Material to process -
--- START ---

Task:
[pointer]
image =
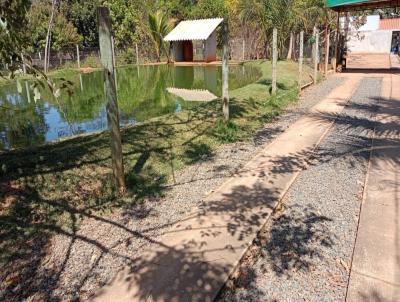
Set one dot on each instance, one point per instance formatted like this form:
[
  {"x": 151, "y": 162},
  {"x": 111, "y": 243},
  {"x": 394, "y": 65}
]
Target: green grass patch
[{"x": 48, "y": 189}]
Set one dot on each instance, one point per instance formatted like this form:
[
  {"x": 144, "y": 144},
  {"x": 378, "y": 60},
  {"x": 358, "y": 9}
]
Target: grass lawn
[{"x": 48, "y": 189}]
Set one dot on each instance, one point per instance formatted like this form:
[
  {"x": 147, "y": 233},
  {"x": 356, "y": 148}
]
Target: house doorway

--- END ---
--- START ---

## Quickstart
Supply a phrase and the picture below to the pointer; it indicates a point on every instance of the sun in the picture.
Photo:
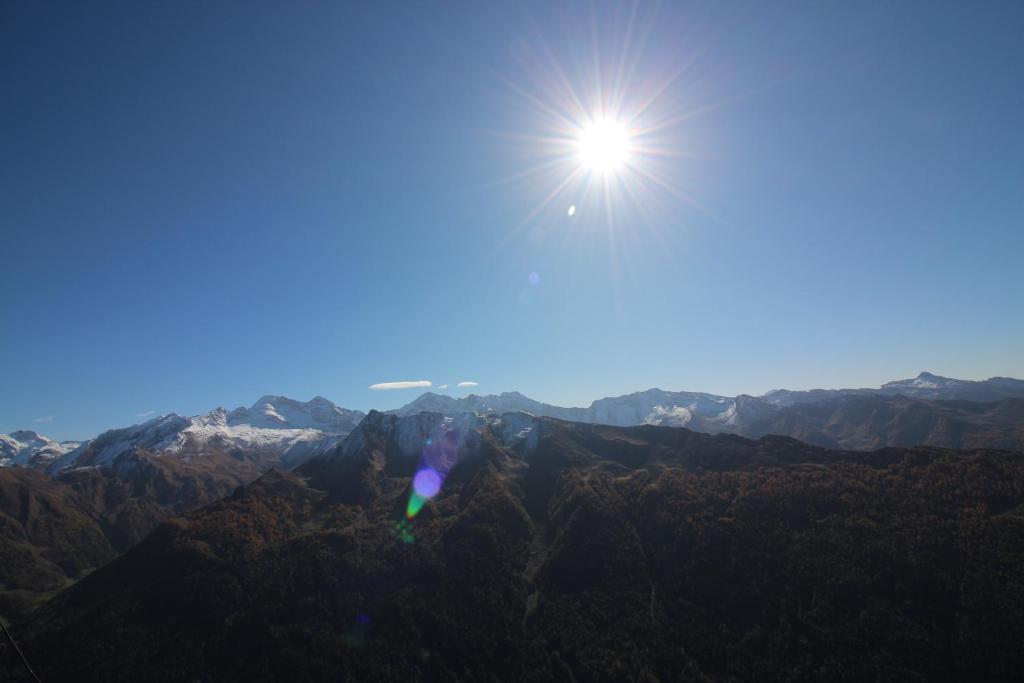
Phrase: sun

--- END ---
--- START ---

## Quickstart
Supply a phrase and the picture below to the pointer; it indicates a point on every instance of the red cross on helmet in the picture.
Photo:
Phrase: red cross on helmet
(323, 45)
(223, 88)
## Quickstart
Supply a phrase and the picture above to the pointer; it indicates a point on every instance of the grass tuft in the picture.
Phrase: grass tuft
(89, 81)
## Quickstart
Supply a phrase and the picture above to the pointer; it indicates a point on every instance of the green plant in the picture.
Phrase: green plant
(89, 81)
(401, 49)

--- END ---

Try it - Check each line of the listing above for the string "Supply" and return those that contain it.

Exercise solution -
Supply a phrase and the picture below to the pointer; it indicates a point on every instance of the sun in the picture.
Supply a phrase and the picture below to the pointer; it indicates a point on every instance of the red cross on helmet in the picture.
Supply a phrase and the picture above to the pointer; it indicates a point on every instance of the grass tuft in the picture.
Supply a phrase and the picture above to the pointer; it indicates a point on every instance of the green plant in the picture.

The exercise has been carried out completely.